Data section:

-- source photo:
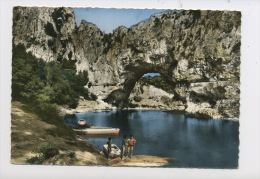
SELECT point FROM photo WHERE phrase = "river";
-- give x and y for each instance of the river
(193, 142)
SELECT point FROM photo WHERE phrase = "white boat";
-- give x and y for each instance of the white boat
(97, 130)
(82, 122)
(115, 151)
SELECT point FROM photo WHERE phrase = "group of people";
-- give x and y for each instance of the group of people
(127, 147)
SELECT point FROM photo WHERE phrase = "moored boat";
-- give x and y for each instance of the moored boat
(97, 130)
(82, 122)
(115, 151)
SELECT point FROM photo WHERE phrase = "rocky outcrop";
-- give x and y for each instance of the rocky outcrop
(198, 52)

...

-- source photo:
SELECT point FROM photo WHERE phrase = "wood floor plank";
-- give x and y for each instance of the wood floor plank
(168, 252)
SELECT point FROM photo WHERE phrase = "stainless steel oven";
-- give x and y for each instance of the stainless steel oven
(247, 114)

Exercise directions:
How many lines in the entries above contain the word "outcrop"? Reply with the number alone.

Written solution:
2